Required work: Restate the records that follow word for word. Omit the images.

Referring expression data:
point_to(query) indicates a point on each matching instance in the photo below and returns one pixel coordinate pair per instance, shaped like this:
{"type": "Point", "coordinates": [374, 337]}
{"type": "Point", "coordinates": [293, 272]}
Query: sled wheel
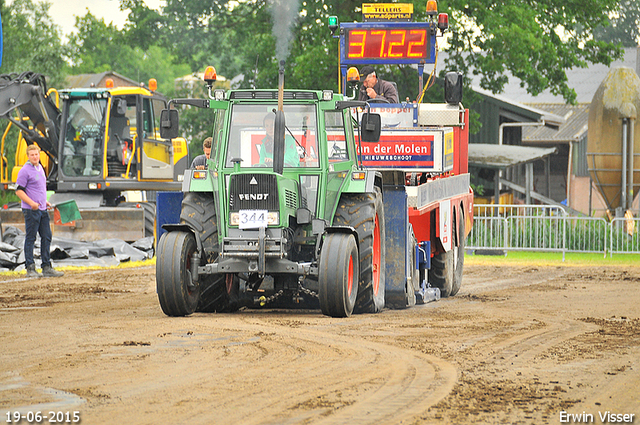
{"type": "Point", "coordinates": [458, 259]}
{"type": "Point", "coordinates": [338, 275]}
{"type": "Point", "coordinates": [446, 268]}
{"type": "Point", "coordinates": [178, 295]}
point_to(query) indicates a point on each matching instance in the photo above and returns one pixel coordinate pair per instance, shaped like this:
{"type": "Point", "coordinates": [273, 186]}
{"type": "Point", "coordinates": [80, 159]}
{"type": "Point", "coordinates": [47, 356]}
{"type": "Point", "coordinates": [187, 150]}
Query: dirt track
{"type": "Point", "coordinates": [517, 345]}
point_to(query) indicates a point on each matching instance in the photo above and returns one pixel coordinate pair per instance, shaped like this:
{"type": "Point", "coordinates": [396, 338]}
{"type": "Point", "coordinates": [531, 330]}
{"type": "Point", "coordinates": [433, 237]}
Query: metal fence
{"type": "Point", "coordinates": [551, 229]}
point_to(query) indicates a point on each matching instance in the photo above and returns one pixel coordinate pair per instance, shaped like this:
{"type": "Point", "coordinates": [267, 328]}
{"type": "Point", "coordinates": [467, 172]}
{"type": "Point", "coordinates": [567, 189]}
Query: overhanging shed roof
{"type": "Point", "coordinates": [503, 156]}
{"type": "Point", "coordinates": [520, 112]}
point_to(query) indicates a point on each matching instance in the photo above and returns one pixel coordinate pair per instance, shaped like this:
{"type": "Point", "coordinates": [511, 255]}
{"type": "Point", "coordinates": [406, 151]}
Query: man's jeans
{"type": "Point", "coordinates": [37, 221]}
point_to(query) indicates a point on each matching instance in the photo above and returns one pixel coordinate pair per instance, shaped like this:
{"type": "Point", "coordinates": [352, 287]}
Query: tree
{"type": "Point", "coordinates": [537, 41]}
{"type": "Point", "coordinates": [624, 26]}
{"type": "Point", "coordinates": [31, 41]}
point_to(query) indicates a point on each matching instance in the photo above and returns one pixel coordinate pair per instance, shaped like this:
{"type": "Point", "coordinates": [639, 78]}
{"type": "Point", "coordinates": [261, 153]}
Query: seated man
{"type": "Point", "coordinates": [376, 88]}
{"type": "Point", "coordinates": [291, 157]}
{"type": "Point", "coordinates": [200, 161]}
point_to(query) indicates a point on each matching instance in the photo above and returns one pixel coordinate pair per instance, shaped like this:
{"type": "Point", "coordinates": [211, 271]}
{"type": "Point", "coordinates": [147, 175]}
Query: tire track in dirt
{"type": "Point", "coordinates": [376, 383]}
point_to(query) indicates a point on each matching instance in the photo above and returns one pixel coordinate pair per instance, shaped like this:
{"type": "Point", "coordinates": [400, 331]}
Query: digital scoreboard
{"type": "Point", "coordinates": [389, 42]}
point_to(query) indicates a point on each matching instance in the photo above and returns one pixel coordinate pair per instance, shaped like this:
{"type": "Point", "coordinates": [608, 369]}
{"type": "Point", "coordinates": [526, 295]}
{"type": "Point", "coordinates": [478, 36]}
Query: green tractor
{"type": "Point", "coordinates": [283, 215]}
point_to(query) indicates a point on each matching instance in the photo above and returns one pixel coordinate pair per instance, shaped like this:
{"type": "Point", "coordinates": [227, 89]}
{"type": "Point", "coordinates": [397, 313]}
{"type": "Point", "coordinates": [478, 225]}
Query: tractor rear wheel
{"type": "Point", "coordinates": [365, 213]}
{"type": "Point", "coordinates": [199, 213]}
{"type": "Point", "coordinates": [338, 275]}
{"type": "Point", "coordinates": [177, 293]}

Result of the task:
point_to(query) indicates a point on each matching instance in the photo below and returns one pixel coordinate pair per instance, shaped like this:
{"type": "Point", "coordinates": [374, 337]}
{"type": "Point", "coordinates": [293, 272]}
Query: sled wheel
{"type": "Point", "coordinates": [458, 259]}
{"type": "Point", "coordinates": [338, 275]}
{"type": "Point", "coordinates": [446, 268]}
{"type": "Point", "coordinates": [178, 295]}
point_to(query) indicates a point on each matching instance in the photo above and returns one pixel coordinate pair per instance, shaped like this:
{"type": "Point", "coordinates": [273, 186]}
{"type": "Point", "coordinates": [80, 159]}
{"type": "Point", "coordinates": [47, 356]}
{"type": "Point", "coordinates": [187, 150]}
Query: dirt track
{"type": "Point", "coordinates": [517, 345]}
point_to(query) indicates a point on each matching instance in the photo above and returns one pixel coordinate pair per instance, shaped like this:
{"type": "Point", "coordinates": [396, 338]}
{"type": "Point", "coordinates": [531, 330]}
{"type": "Point", "coordinates": [433, 237]}
Query: metal fence
{"type": "Point", "coordinates": [551, 229]}
point_to(query) indicates a point on each matching instance in the photo above and returns one pixel coordinate pair per instance, shaped like this:
{"type": "Point", "coordinates": [267, 328]}
{"type": "Point", "coordinates": [467, 172]}
{"type": "Point", "coordinates": [567, 189]}
Query: overhanging shed roof
{"type": "Point", "coordinates": [503, 156]}
{"type": "Point", "coordinates": [520, 112]}
point_to(query) indicates a point on each matching instance in the photo above and returns one pixel coordinate pair per instance, shaped like this:
{"type": "Point", "coordinates": [511, 255]}
{"type": "Point", "coordinates": [406, 151]}
Query: man's jeans
{"type": "Point", "coordinates": [37, 221]}
point_to(query) indicates a point on each matching instance in the photo above and returns one pixel coordinate pair per instance, shaped like this:
{"type": "Point", "coordinates": [352, 287]}
Query: tree
{"type": "Point", "coordinates": [537, 41]}
{"type": "Point", "coordinates": [624, 26]}
{"type": "Point", "coordinates": [31, 41]}
point_to(query) indicates a point on each matching instance in the photo above and returns one pixel coordinate pair per instance, shaped like this:
{"type": "Point", "coordinates": [639, 78]}
{"type": "Point", "coordinates": [261, 153]}
Query: seated man
{"type": "Point", "coordinates": [376, 88]}
{"type": "Point", "coordinates": [291, 157]}
{"type": "Point", "coordinates": [200, 161]}
point_to(query) indicates a point on each matching instance in the photo above and returns one pixel coordinate pair per instance, shaped like this:
{"type": "Point", "coordinates": [211, 271]}
{"type": "Point", "coordinates": [147, 175]}
Query: tire track in dirt
{"type": "Point", "coordinates": [376, 383]}
point_to(query) indicates a point on each matching instance in the photo above and returns one pixel coordinate pair per instance, shaped like this:
{"type": "Point", "coordinates": [400, 331]}
Query: digital scoreboard
{"type": "Point", "coordinates": [389, 42]}
point_to(query) indicates a point on each matching instance in the photo above and returns one pixel coordinate pair per instance, shaped like this:
{"type": "Point", "coordinates": [608, 369]}
{"type": "Point", "coordinates": [526, 295]}
{"type": "Point", "coordinates": [478, 36]}
Query: green tractor
{"type": "Point", "coordinates": [283, 215]}
point_to(query) indicates a point on each matching instance in the photo above and returns one pixel coordinate pair per instance, shaped like this:
{"type": "Point", "coordinates": [227, 89]}
{"type": "Point", "coordinates": [397, 313]}
{"type": "Point", "coordinates": [478, 225]}
Query: tractor rear wheel
{"type": "Point", "coordinates": [365, 213]}
{"type": "Point", "coordinates": [199, 213]}
{"type": "Point", "coordinates": [338, 275]}
{"type": "Point", "coordinates": [177, 293]}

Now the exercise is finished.